§ **SET TASK**
Please begin at the line that contains "Can you find the grey" and stop after the line that contains "Can you find the sauce", then write out every line in that span of the records again. Shift each coordinate in the points by -70 and leave all other text unchanged.

§ **RECORD LIST**
┄┄┄┄┄┄┄┄┄┄

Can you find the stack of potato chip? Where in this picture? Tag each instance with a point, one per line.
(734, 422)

┄┄┄┄┄┄┄┄┄┄

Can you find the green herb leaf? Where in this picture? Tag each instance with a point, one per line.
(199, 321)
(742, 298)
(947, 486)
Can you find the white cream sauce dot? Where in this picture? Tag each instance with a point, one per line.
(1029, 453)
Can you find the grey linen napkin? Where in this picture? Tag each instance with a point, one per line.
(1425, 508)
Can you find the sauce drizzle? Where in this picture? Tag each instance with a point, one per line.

┄┄┄┄┄┄┄┄┄┄

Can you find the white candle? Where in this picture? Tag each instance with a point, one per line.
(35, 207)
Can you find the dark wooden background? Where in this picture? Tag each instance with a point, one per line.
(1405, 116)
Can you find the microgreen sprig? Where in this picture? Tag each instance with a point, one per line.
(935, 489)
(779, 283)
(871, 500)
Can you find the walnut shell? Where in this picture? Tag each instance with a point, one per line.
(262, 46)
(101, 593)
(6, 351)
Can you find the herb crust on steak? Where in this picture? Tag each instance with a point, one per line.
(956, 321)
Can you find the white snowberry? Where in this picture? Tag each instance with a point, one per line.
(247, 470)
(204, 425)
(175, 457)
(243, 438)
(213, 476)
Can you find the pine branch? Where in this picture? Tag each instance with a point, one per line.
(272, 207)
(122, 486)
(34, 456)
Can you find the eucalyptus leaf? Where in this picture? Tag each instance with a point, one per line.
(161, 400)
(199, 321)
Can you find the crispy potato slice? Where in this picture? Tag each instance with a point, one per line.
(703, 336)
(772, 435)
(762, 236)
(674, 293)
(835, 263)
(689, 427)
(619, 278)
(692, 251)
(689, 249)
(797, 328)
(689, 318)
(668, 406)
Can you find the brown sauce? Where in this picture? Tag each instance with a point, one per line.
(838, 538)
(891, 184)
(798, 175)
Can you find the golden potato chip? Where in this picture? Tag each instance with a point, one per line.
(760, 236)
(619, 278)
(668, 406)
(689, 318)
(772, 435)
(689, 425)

┄┄┄┄┄┄┄┄┄┄

§ **FULL OUTPUT**
Can you find the grey linen napkin? Where in this picture? Tag each instance with a point, one per line.
(1355, 438)
Can you find the sauce drizzle? Where in this picture? Tag each instance with a point, one per line.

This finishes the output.